Problem description:
How many of the rows below contain the string "head", with capitals and lowercase matching exactly? Reply with the number alone.

Listing:
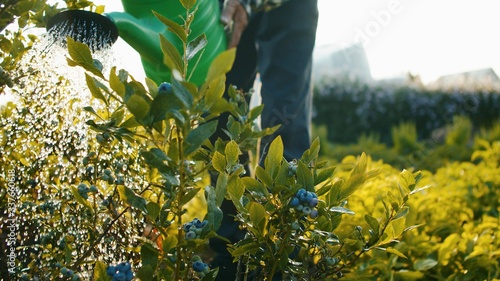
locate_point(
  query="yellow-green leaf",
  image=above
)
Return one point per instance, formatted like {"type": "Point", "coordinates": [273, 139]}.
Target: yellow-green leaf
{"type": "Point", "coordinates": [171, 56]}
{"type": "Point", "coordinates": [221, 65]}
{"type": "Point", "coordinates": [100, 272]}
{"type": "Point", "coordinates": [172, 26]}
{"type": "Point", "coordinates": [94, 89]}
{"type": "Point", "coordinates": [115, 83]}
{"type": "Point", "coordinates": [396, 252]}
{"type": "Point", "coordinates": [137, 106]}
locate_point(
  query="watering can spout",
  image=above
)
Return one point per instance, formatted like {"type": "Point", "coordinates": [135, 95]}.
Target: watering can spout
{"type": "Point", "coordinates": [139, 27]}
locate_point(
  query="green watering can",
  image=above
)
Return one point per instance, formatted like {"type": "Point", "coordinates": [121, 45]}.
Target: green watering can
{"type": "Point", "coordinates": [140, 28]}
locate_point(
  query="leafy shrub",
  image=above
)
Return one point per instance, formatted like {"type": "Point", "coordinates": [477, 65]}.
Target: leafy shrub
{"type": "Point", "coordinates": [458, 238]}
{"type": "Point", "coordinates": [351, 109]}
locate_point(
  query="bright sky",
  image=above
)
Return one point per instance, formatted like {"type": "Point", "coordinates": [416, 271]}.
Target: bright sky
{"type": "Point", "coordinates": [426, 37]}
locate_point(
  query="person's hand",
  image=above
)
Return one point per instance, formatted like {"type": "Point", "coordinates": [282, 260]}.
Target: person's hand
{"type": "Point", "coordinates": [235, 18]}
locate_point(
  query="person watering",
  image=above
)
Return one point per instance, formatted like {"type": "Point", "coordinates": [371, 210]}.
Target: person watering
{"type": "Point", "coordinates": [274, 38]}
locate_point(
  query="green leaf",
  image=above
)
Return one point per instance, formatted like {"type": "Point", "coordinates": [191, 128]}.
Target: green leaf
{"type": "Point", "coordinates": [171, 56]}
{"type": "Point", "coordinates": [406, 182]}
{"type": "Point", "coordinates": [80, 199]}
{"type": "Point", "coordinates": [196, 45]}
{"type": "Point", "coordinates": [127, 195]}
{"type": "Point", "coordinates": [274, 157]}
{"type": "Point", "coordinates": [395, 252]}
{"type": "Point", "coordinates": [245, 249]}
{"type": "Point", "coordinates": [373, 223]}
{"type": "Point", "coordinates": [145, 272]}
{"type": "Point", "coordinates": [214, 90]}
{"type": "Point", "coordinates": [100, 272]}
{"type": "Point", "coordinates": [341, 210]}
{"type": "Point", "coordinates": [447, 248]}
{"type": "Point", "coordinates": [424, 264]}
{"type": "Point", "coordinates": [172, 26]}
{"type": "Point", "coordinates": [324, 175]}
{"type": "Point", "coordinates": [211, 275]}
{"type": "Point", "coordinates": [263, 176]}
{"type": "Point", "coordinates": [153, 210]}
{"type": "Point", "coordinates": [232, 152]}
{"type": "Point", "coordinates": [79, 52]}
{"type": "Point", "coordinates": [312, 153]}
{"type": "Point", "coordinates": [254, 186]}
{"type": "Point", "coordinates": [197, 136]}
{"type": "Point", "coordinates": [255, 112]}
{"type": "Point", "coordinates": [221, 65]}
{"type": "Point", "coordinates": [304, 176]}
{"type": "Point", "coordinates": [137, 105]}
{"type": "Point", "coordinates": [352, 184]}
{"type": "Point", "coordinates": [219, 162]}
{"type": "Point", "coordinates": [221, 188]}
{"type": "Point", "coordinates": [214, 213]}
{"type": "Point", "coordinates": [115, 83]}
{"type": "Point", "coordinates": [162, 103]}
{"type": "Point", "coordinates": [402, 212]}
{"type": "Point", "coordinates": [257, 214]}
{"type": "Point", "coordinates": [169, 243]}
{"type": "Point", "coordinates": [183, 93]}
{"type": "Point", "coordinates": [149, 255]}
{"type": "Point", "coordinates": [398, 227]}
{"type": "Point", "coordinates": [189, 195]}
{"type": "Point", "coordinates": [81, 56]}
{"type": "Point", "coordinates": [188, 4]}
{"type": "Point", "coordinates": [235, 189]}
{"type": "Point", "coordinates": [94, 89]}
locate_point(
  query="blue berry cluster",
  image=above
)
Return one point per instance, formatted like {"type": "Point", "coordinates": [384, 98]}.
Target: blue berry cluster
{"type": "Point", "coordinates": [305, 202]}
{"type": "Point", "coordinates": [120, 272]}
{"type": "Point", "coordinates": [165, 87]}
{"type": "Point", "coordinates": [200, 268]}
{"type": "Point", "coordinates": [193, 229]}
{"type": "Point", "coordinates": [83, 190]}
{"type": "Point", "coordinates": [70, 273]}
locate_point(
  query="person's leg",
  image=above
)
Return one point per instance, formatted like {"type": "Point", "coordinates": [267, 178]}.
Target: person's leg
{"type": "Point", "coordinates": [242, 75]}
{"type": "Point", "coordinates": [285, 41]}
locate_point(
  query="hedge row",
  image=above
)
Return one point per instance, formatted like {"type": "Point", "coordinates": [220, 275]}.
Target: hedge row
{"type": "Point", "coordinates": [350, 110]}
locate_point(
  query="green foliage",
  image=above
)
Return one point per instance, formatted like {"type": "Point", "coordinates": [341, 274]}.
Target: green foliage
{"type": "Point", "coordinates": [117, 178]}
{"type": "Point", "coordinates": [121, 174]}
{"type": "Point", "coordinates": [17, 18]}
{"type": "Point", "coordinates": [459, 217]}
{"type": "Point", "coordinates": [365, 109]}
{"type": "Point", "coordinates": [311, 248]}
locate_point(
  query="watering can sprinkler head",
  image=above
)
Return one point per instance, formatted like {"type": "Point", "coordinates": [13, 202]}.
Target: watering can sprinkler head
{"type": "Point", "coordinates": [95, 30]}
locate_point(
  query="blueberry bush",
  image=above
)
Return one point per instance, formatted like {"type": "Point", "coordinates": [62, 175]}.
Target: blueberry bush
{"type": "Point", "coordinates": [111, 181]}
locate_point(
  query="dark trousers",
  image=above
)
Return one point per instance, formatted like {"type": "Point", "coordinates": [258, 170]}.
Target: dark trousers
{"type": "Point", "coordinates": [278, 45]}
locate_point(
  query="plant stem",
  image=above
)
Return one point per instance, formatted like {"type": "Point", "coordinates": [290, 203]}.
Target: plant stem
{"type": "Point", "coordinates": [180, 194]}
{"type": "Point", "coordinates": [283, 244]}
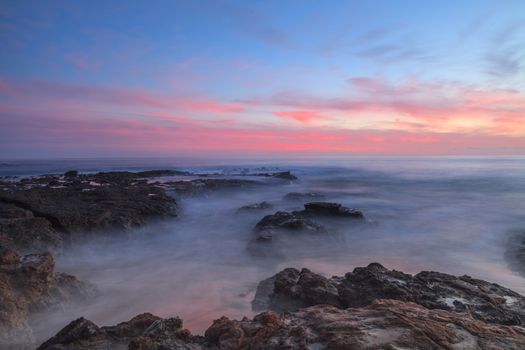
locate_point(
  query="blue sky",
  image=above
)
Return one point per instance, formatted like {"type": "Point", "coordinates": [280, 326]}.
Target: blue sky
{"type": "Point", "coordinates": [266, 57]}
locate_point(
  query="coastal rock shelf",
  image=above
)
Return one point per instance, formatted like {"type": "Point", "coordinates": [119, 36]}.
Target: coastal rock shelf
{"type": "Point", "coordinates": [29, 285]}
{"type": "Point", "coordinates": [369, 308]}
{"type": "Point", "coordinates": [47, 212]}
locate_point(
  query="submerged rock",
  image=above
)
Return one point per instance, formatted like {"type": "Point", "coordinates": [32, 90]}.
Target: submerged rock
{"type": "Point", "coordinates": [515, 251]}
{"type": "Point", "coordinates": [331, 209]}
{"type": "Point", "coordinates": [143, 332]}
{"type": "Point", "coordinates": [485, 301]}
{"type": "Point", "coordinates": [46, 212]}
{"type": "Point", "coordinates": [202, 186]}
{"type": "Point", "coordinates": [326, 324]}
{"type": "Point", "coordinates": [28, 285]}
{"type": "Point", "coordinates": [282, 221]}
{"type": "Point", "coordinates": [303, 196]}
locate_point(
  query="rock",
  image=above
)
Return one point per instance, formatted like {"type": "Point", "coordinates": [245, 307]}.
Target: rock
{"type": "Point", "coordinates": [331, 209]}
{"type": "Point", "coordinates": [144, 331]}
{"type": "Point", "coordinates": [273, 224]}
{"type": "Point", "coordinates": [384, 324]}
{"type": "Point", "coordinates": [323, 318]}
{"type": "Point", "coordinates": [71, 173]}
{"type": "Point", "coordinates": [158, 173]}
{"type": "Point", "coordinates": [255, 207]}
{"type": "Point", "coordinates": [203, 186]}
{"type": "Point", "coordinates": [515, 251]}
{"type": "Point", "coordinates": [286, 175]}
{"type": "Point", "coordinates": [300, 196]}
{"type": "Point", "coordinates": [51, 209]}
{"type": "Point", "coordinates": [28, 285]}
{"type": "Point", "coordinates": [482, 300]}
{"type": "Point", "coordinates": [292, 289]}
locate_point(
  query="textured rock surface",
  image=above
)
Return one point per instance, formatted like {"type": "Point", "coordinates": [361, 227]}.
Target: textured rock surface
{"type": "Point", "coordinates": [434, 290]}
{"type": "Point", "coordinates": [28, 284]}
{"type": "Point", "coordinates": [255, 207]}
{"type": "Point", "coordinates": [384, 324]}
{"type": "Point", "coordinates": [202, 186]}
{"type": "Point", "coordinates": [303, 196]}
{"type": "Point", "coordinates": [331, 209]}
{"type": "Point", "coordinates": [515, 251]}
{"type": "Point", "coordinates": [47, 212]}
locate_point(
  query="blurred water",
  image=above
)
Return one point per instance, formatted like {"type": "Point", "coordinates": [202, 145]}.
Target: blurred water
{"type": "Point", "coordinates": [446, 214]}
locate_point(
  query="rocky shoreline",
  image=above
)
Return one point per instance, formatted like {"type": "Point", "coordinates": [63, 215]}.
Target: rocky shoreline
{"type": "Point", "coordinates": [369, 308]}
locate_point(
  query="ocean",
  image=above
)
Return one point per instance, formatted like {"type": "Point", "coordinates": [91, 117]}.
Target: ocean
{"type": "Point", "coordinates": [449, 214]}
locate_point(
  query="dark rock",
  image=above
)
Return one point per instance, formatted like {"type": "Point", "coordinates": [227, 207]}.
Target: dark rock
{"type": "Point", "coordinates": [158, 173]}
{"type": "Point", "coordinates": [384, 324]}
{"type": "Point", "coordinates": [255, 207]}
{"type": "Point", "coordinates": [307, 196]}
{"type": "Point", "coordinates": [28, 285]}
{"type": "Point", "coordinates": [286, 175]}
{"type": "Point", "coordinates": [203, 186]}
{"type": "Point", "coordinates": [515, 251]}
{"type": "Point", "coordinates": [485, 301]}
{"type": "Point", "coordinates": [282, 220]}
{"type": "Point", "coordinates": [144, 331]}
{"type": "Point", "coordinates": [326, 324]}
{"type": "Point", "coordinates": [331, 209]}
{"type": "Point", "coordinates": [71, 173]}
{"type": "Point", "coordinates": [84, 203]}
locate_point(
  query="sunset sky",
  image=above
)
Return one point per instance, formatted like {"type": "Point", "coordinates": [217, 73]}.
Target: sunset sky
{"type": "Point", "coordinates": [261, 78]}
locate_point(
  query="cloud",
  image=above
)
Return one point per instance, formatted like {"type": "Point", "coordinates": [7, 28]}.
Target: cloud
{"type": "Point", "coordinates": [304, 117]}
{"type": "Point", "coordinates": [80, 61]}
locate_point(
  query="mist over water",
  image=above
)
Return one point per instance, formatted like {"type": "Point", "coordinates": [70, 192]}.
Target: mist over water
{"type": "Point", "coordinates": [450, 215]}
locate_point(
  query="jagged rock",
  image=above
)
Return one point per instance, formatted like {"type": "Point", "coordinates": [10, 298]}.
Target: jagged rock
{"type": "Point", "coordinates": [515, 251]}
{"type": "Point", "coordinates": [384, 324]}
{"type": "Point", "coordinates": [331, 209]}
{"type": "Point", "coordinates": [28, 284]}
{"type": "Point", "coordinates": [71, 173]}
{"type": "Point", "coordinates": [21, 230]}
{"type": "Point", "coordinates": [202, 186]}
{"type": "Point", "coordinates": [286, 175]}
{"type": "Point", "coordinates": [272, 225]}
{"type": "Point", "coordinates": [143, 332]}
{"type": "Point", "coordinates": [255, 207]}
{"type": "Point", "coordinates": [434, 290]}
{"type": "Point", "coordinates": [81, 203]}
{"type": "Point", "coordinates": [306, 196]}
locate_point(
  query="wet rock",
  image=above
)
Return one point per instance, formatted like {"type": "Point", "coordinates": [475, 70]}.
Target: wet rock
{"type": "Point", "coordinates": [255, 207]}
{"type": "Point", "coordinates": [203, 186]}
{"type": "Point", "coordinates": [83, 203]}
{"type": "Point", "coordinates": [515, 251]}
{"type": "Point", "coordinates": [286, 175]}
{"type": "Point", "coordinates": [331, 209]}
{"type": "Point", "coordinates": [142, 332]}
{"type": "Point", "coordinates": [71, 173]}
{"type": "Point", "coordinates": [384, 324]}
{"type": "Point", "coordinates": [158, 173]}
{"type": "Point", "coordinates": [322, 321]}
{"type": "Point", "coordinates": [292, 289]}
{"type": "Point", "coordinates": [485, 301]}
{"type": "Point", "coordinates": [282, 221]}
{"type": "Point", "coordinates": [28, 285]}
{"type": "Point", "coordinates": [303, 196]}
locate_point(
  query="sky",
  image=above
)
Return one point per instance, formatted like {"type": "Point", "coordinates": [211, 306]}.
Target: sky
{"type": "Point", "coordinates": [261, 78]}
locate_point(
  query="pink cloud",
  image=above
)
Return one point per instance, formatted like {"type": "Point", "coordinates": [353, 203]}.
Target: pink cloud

Exercise response:
2